• _Opdracht A_
Welk document houdt het kantoor van bestemming volgens het fragment over douanevervoer in?
• _Opdracht B_
Geef het vervolg van het fragment over douanevervoer, te beginnen na de laatste zin.

• _Aangeleverd fragment_
============
Kennisgeving van aankomst en controleresulaten

Artikel 23 nonies

1. In afwijking van artikel 22, lid 2, van aanhangsel I houdt het kantoor van bestemming het begeleidingsdocument voor douanevervoer in en deelt het kantoor van vertrek onmiddellijk de aankomst van de goederen mede. Het zendt de controleresultaten, zodra deze beschikbaar zijn zonder uitstel aan het kantoor van vertrek. De hiervoor te gebruiken berichten zijn in artikel 8 van aanhangsel III omschreven.

2. De kennisgeving van aankomst aan het kantoor van vertrek kan niet gebruikt worden als bewijs van het correcte verloop van een douanevervoer.

Controles op basis van een Anticipated Arrival Record (AAR)

Artikel 23 decies

Wanneer gegevens betreffende het douanevervoer tussen het kantoor van vertrek en het kantoor van bestemming met gebruikmaking van informaticatechnologie en netwerken worden uitgewisseld, dient te controle van de goederen te worden verricht op basis van de mededeling ontvangen van het kantoor van verstrek.".
============
Labels voor objectposities
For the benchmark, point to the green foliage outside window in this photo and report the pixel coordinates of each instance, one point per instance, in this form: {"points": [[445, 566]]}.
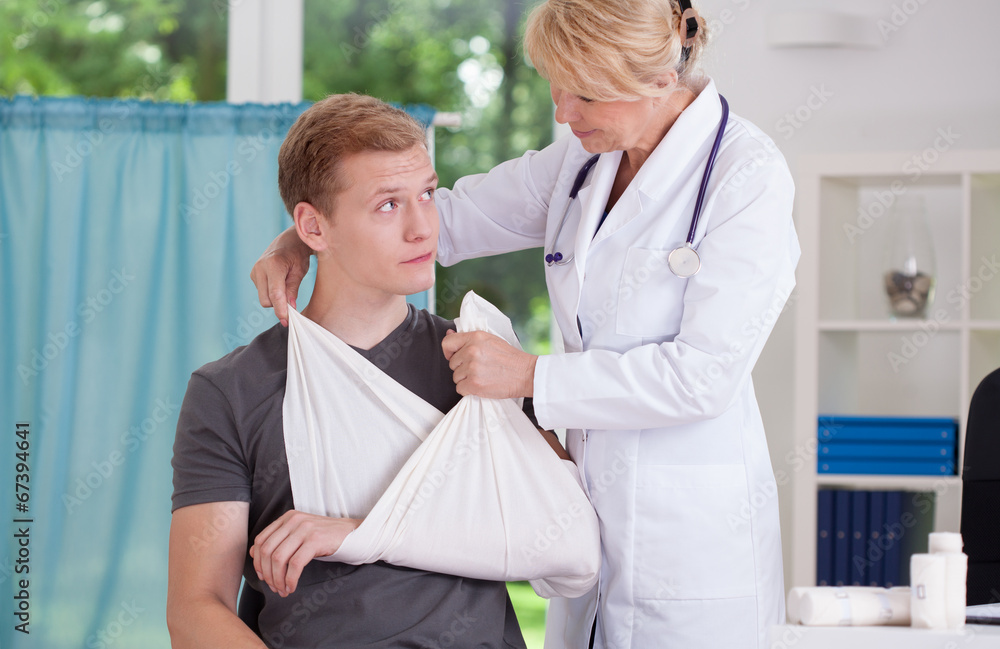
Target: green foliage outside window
{"points": [[456, 55]]}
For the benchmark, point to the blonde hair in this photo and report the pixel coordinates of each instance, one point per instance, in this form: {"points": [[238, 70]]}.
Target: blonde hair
{"points": [[611, 49], [309, 161]]}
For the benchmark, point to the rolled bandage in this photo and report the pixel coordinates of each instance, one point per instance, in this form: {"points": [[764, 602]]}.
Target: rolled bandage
{"points": [[849, 606], [928, 587], [949, 545]]}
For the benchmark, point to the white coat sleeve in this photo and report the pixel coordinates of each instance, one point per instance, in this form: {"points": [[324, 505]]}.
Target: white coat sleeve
{"points": [[748, 254], [505, 209]]}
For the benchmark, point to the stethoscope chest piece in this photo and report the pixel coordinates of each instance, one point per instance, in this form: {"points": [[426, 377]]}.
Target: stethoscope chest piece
{"points": [[684, 261]]}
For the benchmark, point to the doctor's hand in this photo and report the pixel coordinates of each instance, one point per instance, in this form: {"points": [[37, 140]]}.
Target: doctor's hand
{"points": [[279, 272], [488, 366], [283, 548]]}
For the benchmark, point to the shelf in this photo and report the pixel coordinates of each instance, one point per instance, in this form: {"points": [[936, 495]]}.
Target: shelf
{"points": [[851, 357], [888, 482], [891, 372], [888, 325]]}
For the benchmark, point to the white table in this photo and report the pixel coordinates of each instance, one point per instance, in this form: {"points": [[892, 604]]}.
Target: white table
{"points": [[974, 636]]}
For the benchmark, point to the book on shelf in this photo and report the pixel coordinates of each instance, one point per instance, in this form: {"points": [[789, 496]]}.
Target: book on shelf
{"points": [[859, 537], [866, 538], [841, 538], [874, 552], [824, 537]]}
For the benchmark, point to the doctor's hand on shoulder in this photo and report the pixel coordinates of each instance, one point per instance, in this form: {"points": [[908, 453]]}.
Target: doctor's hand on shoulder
{"points": [[488, 366], [279, 272]]}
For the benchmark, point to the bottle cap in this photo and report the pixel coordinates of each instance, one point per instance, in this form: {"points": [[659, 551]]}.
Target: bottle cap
{"points": [[944, 542]]}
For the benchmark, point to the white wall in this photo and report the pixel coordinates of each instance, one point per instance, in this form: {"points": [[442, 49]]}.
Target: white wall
{"points": [[939, 70]]}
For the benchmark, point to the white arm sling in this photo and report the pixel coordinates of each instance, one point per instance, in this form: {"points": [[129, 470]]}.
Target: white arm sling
{"points": [[481, 494]]}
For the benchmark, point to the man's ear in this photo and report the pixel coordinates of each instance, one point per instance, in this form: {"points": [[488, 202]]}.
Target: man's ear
{"points": [[310, 224]]}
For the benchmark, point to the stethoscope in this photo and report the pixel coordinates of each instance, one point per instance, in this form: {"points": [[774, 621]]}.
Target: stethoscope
{"points": [[683, 261]]}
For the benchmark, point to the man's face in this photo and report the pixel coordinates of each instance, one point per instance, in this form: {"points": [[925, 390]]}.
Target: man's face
{"points": [[382, 237]]}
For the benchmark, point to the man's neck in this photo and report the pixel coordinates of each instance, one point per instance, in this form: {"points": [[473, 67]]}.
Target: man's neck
{"points": [[360, 320]]}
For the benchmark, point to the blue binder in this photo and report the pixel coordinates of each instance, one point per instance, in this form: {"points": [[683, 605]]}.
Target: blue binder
{"points": [[893, 542], [876, 546], [886, 429], [885, 467], [824, 541], [841, 538], [859, 537], [890, 452]]}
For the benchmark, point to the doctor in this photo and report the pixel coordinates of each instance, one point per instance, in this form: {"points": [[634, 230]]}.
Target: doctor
{"points": [[663, 316]]}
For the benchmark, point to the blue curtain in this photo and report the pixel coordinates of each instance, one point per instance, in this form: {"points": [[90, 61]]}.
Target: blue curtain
{"points": [[127, 231]]}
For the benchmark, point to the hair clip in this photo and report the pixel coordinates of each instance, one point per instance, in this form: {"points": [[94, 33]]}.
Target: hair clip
{"points": [[692, 21]]}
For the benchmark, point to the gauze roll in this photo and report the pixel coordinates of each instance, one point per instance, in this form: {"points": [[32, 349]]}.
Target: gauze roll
{"points": [[849, 606], [928, 587]]}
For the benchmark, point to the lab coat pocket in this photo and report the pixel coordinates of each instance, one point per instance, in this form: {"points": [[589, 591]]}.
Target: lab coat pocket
{"points": [[691, 538], [650, 296]]}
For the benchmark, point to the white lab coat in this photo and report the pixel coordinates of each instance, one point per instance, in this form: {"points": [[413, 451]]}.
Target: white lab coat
{"points": [[655, 384]]}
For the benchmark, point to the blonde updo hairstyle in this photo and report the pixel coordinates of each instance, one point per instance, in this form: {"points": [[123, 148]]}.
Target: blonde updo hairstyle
{"points": [[611, 49]]}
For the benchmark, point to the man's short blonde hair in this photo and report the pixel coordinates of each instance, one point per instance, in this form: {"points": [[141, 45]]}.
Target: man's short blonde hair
{"points": [[309, 161], [610, 49]]}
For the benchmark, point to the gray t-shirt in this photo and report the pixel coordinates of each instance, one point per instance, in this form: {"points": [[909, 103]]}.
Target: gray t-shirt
{"points": [[230, 447]]}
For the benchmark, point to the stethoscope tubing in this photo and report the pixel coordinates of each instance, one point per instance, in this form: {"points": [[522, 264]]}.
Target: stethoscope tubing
{"points": [[556, 258]]}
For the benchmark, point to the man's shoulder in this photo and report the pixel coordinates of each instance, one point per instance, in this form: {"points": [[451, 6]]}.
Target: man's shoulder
{"points": [[264, 356], [433, 324]]}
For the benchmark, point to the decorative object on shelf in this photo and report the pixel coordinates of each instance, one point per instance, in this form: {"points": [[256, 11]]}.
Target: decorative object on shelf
{"points": [[909, 258]]}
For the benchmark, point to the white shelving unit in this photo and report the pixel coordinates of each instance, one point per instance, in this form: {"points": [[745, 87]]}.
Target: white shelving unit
{"points": [[851, 358]]}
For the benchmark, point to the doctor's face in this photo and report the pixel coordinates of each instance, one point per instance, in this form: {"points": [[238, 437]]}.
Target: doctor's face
{"points": [[605, 126]]}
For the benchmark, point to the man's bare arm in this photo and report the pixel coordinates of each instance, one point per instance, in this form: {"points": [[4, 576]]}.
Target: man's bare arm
{"points": [[208, 545]]}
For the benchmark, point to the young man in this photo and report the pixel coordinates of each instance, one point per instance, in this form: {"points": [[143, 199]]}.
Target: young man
{"points": [[356, 177]]}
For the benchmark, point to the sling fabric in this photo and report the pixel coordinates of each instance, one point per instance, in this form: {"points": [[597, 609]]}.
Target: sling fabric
{"points": [[483, 496]]}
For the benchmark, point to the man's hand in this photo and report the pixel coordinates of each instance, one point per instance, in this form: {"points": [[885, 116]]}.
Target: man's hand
{"points": [[488, 366], [553, 441], [283, 549], [279, 272]]}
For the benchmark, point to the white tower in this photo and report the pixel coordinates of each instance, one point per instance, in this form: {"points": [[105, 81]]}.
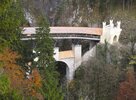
============
• _Antwoord A_
Het begeleidingsdocument voor douanevervoer.

• _Antwoord B_
7. Artikel 29, lid 2, wordt vervangen door:

"2. De in lid 1 bedoelde zekerheid mag worden gesteld in contanten die bij het kantoor van vertrek worden gedeponeerd. In dit geval wordt de zekerheid vrijgegeven zodra de T1-procedure door het kantoor van vertrek is aangezuiverd.".

8. Artikel 31 wordt vervangen door:

"Artikel 31

1. De borg is van zijn verplichtingen ontheven zodra de T1-procedure door het kantoor van vertrek is aangezuiverd.

2. Indien de borg door de bevoegde autoriteiten van het land van vertrek niet in kennis werd gesteld van de niet-aanzuivering van de T1-procedure, is hij eveneens van zijn verplichtingen ontheven na het verstrijken van een termijn van 12 maanden te rekenen vanaf de datum van geldigmaking van de T1-aangifte.

3. Indien de borg binnen de in lid 2 bedoelde termijn door de bevoegde autoriteiten in kennis werd gesteld van de niet-aanzuivering van de T1-procedure, wordt hem bovendien medegedeeld dat hij gehouden is of kan zijn tot betaling van de bedragen die hij uit hoofde van de betrokken T1-transactie verschuldigd is. Deze kennisgeving wordt de borg gedaan binnen drie jaar na de datum van geldigmaking van de T1-aangifte. Indien dergelijke kennisgeving niet voor het verstrijken van de voorgenoemde termijn wordt gedaan, is de borg eveneens van zijn verplichtingen ontheven.".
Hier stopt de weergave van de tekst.